Required work: Arrange the stretch from the line containing "mark: human face" through the end of the items as a numbered list, leaving out any blank lines.

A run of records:
********************

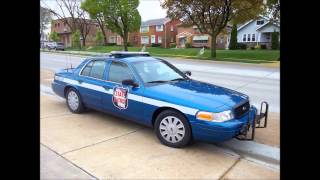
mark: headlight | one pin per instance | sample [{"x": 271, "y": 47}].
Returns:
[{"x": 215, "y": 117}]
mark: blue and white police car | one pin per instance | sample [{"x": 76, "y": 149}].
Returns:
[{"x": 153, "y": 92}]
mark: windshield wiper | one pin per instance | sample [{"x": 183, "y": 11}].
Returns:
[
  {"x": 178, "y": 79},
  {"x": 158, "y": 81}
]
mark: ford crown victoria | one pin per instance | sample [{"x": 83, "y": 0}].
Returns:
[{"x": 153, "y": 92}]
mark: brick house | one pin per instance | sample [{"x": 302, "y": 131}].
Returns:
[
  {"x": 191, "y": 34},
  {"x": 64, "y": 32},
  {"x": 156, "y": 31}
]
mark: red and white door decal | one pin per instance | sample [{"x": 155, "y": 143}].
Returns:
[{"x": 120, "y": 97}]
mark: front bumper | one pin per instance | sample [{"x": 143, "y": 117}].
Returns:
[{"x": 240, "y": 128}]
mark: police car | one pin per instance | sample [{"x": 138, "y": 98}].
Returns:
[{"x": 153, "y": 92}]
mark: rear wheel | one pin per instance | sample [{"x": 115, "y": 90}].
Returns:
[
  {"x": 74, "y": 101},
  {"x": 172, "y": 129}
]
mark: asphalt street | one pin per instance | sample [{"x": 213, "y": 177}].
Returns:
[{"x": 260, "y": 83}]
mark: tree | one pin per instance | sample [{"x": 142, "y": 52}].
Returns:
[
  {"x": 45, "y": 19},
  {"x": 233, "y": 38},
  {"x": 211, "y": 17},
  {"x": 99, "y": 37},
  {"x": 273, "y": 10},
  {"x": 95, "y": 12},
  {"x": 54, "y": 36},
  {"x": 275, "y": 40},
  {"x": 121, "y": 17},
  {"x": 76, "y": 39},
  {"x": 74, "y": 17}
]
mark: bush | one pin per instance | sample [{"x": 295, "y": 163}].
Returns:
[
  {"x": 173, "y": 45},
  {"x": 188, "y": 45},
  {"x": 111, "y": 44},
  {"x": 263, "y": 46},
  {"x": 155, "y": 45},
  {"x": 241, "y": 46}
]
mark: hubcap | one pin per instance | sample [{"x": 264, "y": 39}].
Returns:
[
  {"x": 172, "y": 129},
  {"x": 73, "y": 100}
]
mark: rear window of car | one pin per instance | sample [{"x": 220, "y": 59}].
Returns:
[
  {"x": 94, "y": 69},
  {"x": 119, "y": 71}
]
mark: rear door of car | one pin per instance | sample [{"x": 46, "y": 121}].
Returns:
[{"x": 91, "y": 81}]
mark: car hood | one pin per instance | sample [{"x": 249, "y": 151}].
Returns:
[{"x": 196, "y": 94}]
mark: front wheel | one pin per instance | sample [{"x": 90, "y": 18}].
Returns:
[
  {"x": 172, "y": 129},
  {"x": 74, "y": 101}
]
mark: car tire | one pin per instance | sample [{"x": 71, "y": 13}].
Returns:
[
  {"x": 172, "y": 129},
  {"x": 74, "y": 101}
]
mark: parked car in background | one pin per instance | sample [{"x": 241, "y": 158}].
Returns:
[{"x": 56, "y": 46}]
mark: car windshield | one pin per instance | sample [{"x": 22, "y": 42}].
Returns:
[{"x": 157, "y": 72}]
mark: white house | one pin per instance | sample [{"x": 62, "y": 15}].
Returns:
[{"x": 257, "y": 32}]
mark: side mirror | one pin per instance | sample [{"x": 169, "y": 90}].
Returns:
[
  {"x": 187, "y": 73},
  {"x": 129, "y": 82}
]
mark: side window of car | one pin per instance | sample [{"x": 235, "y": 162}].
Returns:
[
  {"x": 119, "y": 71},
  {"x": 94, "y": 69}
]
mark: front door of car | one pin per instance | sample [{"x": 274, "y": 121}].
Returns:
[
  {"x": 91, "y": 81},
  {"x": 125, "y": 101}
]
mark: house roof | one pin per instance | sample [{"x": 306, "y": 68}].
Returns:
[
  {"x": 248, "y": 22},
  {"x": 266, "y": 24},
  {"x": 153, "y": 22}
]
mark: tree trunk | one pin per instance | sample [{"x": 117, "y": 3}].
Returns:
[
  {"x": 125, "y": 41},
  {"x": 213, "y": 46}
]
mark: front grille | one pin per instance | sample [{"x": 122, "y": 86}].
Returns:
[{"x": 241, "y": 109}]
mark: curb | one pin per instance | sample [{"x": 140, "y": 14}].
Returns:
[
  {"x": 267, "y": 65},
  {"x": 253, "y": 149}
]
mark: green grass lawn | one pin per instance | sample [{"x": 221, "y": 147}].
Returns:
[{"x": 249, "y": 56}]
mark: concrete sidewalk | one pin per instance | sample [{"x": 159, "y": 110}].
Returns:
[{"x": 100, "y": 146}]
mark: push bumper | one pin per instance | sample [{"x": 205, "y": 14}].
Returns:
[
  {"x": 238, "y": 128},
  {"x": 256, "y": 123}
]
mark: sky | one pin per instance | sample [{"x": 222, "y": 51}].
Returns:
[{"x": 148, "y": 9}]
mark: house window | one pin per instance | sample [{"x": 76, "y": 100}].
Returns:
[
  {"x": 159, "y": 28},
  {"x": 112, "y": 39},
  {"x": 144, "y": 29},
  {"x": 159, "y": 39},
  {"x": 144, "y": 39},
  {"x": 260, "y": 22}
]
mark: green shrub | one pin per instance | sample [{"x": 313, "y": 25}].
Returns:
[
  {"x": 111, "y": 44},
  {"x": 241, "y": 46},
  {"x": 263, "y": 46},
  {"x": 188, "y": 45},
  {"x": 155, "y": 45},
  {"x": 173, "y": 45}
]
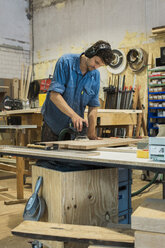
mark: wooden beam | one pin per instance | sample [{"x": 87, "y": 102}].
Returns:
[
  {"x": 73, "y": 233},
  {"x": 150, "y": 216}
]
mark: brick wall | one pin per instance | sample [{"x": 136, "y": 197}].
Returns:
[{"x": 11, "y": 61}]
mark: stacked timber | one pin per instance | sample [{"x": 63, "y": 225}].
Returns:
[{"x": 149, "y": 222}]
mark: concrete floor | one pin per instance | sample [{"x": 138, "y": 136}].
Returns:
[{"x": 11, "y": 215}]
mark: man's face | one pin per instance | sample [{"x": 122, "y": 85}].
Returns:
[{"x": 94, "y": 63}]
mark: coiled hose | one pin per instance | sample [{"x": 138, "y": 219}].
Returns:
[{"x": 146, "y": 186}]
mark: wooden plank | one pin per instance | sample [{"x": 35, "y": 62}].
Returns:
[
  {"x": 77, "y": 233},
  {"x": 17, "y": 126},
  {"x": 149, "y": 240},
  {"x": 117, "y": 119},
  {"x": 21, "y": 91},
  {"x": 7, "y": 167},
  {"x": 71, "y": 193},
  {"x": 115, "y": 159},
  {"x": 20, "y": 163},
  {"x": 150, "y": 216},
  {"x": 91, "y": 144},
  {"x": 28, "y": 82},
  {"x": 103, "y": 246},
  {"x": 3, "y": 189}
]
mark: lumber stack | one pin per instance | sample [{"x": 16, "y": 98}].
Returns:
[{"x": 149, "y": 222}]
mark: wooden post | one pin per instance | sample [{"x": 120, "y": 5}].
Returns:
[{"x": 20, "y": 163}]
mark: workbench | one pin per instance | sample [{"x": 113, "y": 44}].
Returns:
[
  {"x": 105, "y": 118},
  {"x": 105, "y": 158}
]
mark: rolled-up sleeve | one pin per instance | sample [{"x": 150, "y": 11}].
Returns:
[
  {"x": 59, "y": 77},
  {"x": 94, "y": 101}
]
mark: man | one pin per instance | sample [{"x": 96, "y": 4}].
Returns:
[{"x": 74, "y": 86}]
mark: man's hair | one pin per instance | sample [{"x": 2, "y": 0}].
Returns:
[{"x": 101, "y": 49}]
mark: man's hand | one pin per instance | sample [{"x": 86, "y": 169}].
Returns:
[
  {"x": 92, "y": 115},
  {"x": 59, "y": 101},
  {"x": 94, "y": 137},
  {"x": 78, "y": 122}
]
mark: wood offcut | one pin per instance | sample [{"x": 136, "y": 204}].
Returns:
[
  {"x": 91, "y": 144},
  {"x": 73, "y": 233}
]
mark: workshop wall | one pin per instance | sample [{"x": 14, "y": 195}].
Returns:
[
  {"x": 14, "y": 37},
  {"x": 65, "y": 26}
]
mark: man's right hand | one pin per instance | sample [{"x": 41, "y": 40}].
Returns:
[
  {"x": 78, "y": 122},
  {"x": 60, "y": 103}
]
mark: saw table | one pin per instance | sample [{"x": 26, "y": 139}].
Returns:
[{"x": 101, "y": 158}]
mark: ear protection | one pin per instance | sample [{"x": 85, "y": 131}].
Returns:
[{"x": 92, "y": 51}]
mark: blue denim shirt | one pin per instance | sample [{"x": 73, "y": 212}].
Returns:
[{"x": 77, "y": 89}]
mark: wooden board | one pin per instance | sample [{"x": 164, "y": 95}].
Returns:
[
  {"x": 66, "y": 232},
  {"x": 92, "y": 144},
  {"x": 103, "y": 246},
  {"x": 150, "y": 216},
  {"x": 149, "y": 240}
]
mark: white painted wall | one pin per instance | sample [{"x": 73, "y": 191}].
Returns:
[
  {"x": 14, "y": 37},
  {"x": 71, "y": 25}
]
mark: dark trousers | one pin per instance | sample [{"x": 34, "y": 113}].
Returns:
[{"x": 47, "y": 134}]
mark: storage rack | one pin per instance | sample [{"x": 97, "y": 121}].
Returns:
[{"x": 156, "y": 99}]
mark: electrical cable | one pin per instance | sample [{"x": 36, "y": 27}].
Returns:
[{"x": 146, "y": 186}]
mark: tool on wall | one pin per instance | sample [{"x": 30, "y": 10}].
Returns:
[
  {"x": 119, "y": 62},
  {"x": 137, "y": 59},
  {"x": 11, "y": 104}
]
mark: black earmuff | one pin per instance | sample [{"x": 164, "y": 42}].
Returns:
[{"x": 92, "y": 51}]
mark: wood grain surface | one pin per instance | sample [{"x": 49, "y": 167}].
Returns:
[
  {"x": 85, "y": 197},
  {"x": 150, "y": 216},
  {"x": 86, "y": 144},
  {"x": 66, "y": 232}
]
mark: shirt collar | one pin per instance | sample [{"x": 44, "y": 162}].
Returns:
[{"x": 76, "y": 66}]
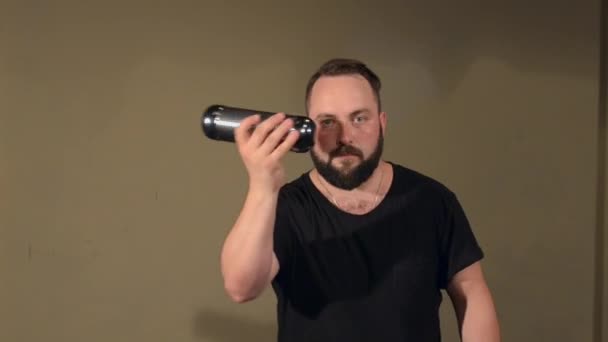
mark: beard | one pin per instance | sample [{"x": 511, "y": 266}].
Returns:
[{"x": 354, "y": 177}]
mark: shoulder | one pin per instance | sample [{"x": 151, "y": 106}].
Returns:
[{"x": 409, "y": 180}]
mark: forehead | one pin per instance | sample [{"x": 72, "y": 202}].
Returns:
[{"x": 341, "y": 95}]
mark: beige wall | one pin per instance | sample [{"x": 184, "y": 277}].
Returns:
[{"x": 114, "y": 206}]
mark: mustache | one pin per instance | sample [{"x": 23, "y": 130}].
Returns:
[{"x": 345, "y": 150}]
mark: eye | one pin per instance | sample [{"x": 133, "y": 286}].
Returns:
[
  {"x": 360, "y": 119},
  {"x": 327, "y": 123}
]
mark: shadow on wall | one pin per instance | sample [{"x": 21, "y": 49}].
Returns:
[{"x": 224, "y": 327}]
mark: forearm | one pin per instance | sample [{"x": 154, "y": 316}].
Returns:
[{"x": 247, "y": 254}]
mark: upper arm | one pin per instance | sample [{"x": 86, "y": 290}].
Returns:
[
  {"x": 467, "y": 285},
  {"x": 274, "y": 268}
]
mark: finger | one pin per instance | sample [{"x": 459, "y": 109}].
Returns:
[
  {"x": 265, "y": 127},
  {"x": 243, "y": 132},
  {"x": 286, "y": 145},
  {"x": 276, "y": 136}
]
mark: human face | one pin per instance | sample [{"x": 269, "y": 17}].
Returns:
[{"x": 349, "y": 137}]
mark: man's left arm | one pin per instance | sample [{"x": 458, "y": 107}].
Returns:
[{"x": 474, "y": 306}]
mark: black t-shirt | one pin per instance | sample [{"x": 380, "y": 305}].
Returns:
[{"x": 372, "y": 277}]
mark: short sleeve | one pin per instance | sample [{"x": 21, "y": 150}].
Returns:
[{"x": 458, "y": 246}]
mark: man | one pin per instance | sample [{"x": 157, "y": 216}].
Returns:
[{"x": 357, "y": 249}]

********************

Output:
1. mark: human face | one pin per instance | sample [{"x": 269, "y": 17}].
2. Returns:
3. [{"x": 349, "y": 137}]
4. mark: man's left arm | one pin per instance | sample [{"x": 458, "y": 107}].
5. Returns:
6. [{"x": 474, "y": 306}]
7. mark: black t-shirt | one pin per instance | sample [{"x": 380, "y": 305}].
8. Returns:
9. [{"x": 372, "y": 277}]
10. mark: short sleeve | one pin per instance | sample [{"x": 21, "y": 150}].
11. Returns:
12. [{"x": 458, "y": 246}]
13. mark: man | one pin per instance | sample [{"x": 157, "y": 216}].
14. Returns:
15. [{"x": 357, "y": 249}]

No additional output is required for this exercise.